De plus, le président Zelensky n’a pas manqué d’imposer des sanctions contre les citoyens de son propre pays. Ainsi, contrairement aux normes définies par la Constitution, et sous couvert d’accusations sans fondements, je suis aujourd’hui privé de la possibilité d’exercer mes fonctions de député, ce qui porte atteinte aux droits de mes électeurs. On en est arrivé au point que Nikita Poturayev, chef du Comité de politique humanitaire et de l’information – qui est membre du parti de Zelensky-, a appelé depuis la tribune de la Verkhovna Rada (Parlement) à l’exclusion de tous les membres de la faction OP-ZZ (principale plateforme d’opposition- Pour la vie) à laquelle j’appartiens et s’est plaint que la démocratie existante en Ukraine ne permettait pas de le faire. Il a engagé les autorités à «poursuivre lentement la destruction politique des forces d’opposition».

La paix en Ukraine, facteur de prospérité pour les Européens.

**CONSIGNE**
Donnez la suite de l'extrait ci-dessus sur la vie politique ukrainienne, à partir de sa dernière ligne : « La paix en Ukraine, facteur de prospérité pour les Européens. »

**DONNÉES FOURNIES**
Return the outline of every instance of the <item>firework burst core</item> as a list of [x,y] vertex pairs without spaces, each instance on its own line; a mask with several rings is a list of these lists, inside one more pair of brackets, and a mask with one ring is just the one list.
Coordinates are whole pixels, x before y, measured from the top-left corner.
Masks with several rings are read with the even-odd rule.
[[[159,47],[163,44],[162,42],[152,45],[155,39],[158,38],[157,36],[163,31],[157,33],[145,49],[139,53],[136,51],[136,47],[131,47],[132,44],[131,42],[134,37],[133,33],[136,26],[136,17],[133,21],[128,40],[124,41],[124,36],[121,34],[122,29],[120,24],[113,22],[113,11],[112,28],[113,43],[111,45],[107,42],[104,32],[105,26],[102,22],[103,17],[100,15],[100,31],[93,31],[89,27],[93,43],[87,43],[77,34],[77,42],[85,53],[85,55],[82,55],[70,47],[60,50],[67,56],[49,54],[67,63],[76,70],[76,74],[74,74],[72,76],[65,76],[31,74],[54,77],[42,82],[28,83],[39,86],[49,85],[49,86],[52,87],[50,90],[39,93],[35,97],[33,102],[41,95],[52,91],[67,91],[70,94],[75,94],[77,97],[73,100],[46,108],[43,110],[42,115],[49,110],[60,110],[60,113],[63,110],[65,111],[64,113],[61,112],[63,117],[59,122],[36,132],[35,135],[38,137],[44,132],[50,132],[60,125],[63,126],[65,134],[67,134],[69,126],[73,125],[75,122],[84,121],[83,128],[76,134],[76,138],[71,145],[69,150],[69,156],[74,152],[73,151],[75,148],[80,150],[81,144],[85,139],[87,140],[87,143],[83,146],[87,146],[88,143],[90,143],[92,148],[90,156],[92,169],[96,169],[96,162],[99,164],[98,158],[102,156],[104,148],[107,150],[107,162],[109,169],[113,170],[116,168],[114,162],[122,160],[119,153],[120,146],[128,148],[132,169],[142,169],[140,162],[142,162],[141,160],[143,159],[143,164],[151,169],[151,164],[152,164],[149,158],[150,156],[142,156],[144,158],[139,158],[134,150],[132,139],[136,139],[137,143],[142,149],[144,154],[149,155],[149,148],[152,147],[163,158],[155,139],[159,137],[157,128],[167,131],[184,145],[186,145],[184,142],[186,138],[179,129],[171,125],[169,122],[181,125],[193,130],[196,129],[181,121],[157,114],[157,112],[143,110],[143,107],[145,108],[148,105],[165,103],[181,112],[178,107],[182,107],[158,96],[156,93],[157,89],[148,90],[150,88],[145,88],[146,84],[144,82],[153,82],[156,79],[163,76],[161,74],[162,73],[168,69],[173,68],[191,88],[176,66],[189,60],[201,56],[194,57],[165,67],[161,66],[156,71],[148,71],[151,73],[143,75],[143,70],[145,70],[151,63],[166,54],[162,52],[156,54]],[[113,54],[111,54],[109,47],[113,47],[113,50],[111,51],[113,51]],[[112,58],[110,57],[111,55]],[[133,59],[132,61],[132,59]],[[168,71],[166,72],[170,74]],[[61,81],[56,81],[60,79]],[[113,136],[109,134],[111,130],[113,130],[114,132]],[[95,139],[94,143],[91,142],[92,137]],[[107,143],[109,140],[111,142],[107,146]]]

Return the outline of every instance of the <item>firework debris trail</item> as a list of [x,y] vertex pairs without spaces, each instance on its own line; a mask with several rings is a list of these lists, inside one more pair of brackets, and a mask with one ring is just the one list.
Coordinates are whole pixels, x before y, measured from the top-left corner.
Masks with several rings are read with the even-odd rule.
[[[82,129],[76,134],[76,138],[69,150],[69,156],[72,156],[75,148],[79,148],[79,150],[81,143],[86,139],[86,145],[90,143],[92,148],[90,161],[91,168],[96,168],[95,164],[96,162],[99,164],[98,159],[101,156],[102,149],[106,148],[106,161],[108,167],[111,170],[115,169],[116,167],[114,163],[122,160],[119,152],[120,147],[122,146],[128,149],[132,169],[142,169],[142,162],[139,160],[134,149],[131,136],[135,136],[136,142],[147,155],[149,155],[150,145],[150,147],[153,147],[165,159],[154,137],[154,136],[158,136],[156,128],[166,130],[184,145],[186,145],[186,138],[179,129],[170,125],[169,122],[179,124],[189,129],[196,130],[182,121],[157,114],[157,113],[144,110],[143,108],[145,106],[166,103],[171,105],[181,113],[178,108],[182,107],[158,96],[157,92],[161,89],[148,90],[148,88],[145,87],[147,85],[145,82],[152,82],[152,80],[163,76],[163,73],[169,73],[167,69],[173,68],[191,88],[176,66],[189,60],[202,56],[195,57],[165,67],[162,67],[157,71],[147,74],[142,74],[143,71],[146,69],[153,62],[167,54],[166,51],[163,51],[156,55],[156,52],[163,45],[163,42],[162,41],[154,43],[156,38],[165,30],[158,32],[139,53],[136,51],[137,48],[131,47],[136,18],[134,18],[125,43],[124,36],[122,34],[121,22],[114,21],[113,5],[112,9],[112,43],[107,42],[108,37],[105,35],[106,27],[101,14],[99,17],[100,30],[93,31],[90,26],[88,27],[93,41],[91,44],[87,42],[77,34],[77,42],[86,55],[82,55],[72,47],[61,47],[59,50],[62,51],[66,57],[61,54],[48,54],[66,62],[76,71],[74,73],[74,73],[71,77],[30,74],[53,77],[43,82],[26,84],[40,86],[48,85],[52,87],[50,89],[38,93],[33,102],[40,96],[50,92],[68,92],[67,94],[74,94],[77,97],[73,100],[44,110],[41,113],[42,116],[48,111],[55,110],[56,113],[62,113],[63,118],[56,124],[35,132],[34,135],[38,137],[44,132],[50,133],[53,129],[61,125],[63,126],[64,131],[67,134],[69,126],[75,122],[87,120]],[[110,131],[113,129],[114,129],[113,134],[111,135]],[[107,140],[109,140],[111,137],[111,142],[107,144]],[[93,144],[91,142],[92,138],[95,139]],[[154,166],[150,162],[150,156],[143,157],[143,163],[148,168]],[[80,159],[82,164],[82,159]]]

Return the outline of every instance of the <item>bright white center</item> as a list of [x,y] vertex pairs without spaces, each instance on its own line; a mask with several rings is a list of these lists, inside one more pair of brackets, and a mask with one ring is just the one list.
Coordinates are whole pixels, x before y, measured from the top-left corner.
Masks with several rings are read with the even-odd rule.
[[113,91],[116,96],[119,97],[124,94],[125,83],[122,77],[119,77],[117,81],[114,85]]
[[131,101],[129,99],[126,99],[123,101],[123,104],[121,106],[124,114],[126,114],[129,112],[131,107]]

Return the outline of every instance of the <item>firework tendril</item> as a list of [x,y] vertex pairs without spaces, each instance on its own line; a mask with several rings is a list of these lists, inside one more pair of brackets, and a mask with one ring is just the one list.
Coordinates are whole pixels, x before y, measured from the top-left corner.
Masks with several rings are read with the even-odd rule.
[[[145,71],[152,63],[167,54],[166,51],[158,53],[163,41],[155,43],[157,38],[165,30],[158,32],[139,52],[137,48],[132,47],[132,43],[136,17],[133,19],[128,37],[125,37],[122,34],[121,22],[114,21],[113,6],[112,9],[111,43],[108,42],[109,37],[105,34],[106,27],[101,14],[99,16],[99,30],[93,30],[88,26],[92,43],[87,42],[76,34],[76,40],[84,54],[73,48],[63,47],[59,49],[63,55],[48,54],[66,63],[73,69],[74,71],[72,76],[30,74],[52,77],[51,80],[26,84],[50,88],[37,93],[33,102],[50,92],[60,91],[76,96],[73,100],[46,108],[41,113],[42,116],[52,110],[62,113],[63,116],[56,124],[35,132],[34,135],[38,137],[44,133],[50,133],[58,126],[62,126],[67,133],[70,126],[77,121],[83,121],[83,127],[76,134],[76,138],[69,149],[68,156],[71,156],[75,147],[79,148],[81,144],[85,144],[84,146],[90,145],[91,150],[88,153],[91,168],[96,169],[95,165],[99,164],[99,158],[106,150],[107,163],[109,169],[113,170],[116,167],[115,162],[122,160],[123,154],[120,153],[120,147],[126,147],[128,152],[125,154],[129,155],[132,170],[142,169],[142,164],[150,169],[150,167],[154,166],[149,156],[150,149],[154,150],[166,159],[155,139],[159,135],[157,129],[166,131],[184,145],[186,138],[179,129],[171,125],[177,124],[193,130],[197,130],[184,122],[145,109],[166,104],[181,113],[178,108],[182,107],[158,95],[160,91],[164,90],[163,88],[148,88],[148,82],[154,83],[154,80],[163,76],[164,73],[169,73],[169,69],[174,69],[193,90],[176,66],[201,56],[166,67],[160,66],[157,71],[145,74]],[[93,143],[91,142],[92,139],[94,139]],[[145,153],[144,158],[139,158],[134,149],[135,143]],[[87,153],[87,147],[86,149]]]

**RÉPONSE PRODUITE**
Le président Zelensky peut-il, avec de telles attitudes, ramener la paix en Ukraine et dans l’ensemble de l’Europe? Bien sûr que non. Le moment est venu pour les partenaires européens de s’en rendre compte et d’exiger fermement que les autorités ukrainiennes cessent de jouer aux «petits dictateurs», «de caresser dans le sens du poil» les plus extrêmes des nationalistes et se concentrent enfin sur la mise en œuvre de la partie politique des accords de Minsk, respectent les droits des journalistes et de l’opposition, et cessent toute propagande de guerre et de haine. A défaut, l’Ukraine continuera d’être utilisée comme un feu qui couve au centre du continent, et empêchera les Européens de consacrer tous leurs efforts aux véritables défis de notre temps, les problèmes du réchauffement climatique, la lutte contre la pandémie et la relance nécessaire d’une économie continentale qui est de loin, la plus abimée et la plus déprimée du monde. Une Ukraine en paix peut devenir, au contraire, en tant que pont entre l’Est et l’Ouest, un facteur de prospérité pour les Européennes et les Européens.

L’Ukraine possède en outre un nombre inestimable de richesses (main d’œuvre très qualifiée, compétences industrielles, les fameuses terres noires agricoles mais aussi des «terres rares»…) peu ou mal exploitées aujourd’hui en raison de la persistance d’un conflit qui décourage toute velléité d’investissements extérieurs.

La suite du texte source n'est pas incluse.